━━━ Trecho selecionado ━━━

Apesar de a indústria brasileira estar em franco declínio e o desemprego em patamares negativos assustadores, o que deveria preocupar os empresários, a Confederação Nacional da Indústria (CNI) tem apoiado o governo de Jair Bolsonaro desde sempre. A entidade publicou em seu site uma pesquisa segundo a qual, em agosto, o índice de confiança no setor vinha crescendo. “Empresários de todos os setores estão confiantes”, diz a entidade, apesar de não haver nenhum sinal de plano governamental que aponte para a retomada do crescimento.
A própria CNI constata, em outra publicação, que a indústria do país está em trajetória de queda desde 2009. “Com a nova retração em 2019, a indústria nacional mantém perda de relevância no cenário global e passa a ocupar a 16ª posição”, diz a entidade.
Como se explica tal contradição? “Você acha que eles vão deixar de apoiar o governo porque a indústria está numa situação ruim? Não há uma relação de uma coisa com a outra”, diz o economista Luiz Gonzaga Belluzzo. “Não é absurdo, é da vida contemporânea. Eles se agarram ao que corresponde mais à ideologia deles. As pessoas agem contra o que seriam os seus interesses”.
O ministro da Economia, Paulo Guedes, que episodicamente é dado como praticamente fora do governo, continua apoiado pelo mercado, embora o país esteja “uma lambança, uma desorganização, uma confusão”, na avaliação do economista.
“A aposta deles (do mercado) é nas reformas e no Paulo Guedes, e eles acabam tolerando algumas violações”, diz Belluzzo. Para ele, o teto de gastos, instituído ainda no governo de Michel Temer, é “insustentável”. “É uma das ideias mais esdrúxulas que eu já vi.”
E a agenda de Paulo Guedes segue no Congresso Nacional, com apoio do presidente da Câmara, Rodrigo Maia (DEM-RJ). “O Maia parece que é preparado, mas é despreparado. Ele está sempre com essas posturas e atitudes liberaloides, e o país está à deriva”, constata o economista.

━━━

Problema proposto 1:
De acordo com o trecho sobre a indústria brasileira, desde que ano a indústria do país está em trajetória de queda, segundo a própria CNI?
O trecho e os registros provêm de fontes distintas.

━━━ Dados da tarefa ━━━

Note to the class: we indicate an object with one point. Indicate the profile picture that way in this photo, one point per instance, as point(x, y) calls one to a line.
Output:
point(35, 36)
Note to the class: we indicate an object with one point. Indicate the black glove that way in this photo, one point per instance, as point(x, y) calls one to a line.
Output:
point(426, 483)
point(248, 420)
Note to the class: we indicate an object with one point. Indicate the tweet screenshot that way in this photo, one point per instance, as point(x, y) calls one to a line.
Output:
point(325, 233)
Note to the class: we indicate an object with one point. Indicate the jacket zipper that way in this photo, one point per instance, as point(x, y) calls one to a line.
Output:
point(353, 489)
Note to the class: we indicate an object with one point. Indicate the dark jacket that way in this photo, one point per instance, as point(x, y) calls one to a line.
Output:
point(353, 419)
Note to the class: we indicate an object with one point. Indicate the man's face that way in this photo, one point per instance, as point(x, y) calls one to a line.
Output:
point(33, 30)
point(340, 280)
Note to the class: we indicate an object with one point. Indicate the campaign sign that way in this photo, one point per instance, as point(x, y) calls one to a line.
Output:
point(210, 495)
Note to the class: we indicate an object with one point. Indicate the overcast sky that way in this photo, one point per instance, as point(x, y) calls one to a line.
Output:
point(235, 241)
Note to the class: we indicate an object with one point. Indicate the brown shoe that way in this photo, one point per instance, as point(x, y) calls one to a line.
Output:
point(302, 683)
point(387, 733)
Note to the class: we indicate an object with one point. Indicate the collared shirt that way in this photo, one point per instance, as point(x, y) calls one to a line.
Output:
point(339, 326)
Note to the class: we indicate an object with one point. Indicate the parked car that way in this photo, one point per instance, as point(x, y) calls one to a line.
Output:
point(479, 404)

━━━

Problema proposto 2:
Reproduza as linhas dos registros, começando na que contém "Indicate the dark" e terminando na que contém "point(339, 326)", ambas inclusive e com as solicitações. Desloque em -48 cada coordenada das respostas.

Resposta redigida 1:
Desde 2009.

Resposta redigida 2:
Note to the class: we indicate an object with one point. Indicate the dark jacket that way in this photo, one point per instance, as point(x, y) calls one to a line.
Output:
point(305, 371)
Note to the class: we indicate an object with one point. Indicate the man's face that way in this photo, one point per instance, as point(x, y) calls one to a line.
Output:
point(-15, -18)
point(292, 232)
Note to the class: we indicate an object with one point. Indicate the campaign sign that way in this photo, one point per instance, as point(x, y) calls one to a line.
Output:
point(162, 447)
Note to the class: we indicate an object with one point. Indicate the overcast sky that way in this photo, one point per instance, as point(x, y) calls one to a line.
Output:
point(187, 193)
Note to the class: we indicate an object with one point. Indicate the brown shoe that way in this photo, one point per instance, as point(x, y) calls one to a line.
Output:
point(254, 635)
point(339, 685)
Note to the class: we indicate an object with one point. Indicate the collared shirt that way in this photo, one point per instance, as point(x, y) calls one to a line.
Output:
point(291, 278)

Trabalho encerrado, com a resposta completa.